PROBLEEMSTELLING: Noem alle rechtsvormen waarop volgens de passage over de WBTR hieronder nu ook van toepassing wordt wat al langere tijd gold voor de NV en de BV.

GESELECTEERDE PASSAGE:
○ ○ ○ ○ ○ ○ ○

Wet en bestuur en toezicht rechtspersonen (WBTR)
Een hoop hassle waar al heel veel over is geschreven, maar wat is nu de kern van de Wet bestuur en toezicht rechtspersonen (WBTR)? Allereerst geldt de WBTR alleen voor formele verenigingen. Als de statuten niet in een notariële akte zijn opgenomen (de informele vereniging) dan verandert er nu niets. Daarmee kunnen alle buurtverenigingen en het merendeel van de recreatieve clubjes opgelucht ademhalen.
Met de komst van de WBTR wordt het rechtspersonenrecht geharmoniseerd. Wat al langere tijd gold voor de NV en de BV wordt nu ook van toepassing op de vereniging, stichting, coöperatie en de onderlinge waarborgmaatschappij. Denk dan met name aan de behoorlijke taakvervulling en de daarmee samenhangende bestuurders/commissaris aansprakelijkheid.

○ ○ ○ ○ ○ ○ ○

GEGEVENSFRAGMENT:
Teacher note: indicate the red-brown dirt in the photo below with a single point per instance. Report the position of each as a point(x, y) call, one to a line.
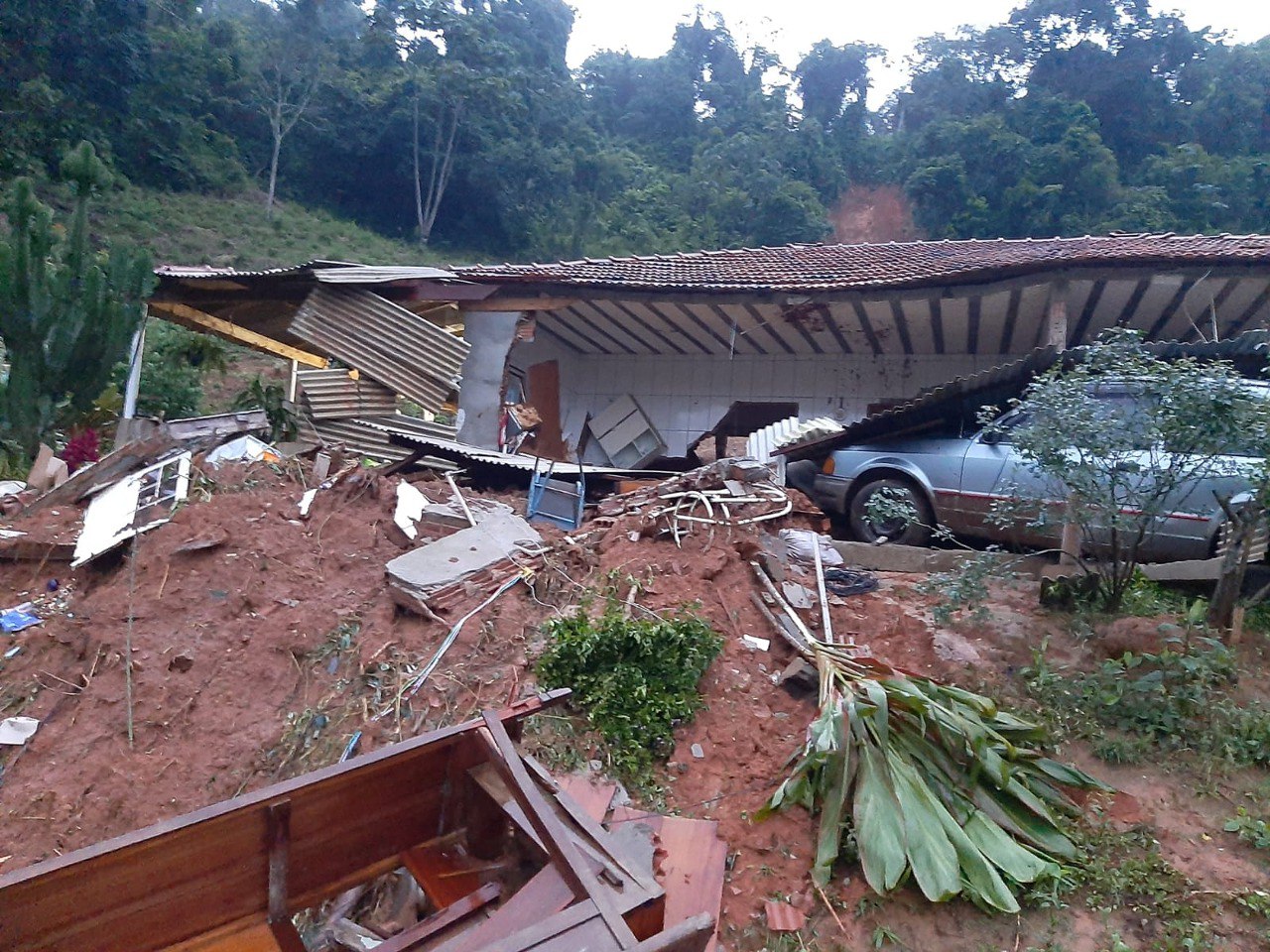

○ ○ ○ ○ ○ ○ ○

RESULTAAT OPDRACHT: De vereniging, de stichting, de coöperatie en de onderlinge waarborgmaatschappij.